Directive. How many lines of the records below contain the string "dark", matching case exactly? Reply with the number alone.

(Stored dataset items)
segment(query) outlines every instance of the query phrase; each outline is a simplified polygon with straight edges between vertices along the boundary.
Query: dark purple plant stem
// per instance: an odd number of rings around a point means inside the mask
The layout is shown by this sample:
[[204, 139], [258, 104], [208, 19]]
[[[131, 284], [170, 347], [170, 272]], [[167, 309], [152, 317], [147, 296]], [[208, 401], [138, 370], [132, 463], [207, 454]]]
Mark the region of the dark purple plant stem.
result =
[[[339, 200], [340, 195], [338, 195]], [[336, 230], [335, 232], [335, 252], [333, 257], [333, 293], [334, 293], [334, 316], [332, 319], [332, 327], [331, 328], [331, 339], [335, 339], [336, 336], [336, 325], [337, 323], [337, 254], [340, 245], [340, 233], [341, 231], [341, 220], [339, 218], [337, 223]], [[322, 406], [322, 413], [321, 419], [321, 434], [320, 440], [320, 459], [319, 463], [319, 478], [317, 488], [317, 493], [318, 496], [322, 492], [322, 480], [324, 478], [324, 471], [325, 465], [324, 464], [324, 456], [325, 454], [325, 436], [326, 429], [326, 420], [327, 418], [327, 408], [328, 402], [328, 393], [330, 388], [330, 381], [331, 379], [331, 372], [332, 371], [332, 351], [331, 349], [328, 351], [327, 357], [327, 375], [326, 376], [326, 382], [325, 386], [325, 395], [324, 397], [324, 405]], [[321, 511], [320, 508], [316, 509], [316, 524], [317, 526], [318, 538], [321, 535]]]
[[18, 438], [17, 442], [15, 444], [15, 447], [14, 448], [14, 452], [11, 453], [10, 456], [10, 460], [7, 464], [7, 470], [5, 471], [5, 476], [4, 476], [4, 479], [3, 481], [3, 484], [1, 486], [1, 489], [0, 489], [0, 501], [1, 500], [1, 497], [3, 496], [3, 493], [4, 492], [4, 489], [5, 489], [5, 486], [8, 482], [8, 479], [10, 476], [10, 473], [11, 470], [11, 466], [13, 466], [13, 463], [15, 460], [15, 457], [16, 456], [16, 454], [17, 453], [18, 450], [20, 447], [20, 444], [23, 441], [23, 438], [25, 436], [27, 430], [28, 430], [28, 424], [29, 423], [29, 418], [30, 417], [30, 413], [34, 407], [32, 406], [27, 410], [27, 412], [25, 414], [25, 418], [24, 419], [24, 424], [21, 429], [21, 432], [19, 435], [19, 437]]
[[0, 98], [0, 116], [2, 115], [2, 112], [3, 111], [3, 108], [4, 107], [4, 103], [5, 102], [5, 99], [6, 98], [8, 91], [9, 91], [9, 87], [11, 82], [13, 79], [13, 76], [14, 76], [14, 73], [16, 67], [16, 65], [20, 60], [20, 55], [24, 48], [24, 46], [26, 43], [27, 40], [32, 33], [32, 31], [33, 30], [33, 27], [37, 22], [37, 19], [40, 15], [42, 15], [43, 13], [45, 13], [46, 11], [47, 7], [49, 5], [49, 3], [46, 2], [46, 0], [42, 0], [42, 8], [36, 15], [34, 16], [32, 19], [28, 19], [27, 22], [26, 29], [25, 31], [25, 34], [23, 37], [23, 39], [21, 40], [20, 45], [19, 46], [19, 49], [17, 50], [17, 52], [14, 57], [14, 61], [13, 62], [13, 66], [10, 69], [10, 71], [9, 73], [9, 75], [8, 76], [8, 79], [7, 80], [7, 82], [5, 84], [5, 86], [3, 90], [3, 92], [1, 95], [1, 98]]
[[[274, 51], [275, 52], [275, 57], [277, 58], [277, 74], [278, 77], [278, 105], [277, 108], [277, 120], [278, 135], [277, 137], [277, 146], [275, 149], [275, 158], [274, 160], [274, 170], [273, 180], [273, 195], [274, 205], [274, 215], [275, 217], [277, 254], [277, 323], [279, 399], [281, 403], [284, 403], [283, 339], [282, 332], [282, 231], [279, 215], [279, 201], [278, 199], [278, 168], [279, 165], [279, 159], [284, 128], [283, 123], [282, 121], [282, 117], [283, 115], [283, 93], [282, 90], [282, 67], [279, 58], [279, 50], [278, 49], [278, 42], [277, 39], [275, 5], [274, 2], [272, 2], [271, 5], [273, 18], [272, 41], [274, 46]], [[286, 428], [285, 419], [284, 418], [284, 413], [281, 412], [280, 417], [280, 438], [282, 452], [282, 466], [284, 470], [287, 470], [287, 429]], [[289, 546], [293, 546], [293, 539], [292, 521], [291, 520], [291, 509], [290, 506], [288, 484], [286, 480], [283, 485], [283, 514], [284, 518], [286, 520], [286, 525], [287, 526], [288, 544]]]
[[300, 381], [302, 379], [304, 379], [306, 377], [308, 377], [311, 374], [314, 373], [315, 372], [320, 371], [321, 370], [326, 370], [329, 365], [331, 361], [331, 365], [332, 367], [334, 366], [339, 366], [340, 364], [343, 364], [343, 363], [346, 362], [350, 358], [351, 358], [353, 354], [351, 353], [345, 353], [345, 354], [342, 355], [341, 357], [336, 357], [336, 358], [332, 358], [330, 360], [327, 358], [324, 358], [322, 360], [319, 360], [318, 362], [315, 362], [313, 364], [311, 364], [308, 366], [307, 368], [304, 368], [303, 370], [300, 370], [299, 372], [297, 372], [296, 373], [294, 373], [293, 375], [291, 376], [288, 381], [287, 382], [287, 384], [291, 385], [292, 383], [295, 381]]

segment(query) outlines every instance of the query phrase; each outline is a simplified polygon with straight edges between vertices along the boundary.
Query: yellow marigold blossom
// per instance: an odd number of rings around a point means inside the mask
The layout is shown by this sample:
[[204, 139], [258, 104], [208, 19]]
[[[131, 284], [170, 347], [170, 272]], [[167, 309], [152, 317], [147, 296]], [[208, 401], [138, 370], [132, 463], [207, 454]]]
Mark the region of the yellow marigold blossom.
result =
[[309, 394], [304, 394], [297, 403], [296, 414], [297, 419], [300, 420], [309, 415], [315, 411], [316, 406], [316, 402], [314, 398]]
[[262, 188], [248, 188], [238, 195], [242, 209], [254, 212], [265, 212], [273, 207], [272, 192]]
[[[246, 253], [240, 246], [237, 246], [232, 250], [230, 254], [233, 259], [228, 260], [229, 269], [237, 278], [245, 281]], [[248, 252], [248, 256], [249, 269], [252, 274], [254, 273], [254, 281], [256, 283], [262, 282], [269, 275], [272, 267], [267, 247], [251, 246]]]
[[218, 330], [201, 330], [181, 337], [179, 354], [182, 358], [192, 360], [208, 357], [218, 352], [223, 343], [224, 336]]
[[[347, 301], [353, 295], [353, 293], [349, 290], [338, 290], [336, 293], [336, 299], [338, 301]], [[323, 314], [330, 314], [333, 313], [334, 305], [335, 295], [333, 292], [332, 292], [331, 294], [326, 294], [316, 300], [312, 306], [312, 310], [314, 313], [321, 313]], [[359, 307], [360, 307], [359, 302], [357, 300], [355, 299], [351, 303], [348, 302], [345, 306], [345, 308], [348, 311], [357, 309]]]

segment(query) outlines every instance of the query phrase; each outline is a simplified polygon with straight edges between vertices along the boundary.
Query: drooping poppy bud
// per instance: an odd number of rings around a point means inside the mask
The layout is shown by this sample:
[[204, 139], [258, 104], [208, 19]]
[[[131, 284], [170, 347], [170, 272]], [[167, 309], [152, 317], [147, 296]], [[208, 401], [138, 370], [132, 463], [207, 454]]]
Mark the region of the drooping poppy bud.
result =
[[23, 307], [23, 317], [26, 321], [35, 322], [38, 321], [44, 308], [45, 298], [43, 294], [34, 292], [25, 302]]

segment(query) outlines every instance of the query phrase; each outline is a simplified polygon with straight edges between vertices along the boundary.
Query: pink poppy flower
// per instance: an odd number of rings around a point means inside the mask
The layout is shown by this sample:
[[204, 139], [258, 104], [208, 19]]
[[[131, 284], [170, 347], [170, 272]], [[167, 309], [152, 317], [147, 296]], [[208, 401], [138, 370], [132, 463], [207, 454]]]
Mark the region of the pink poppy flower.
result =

Expected answer. 2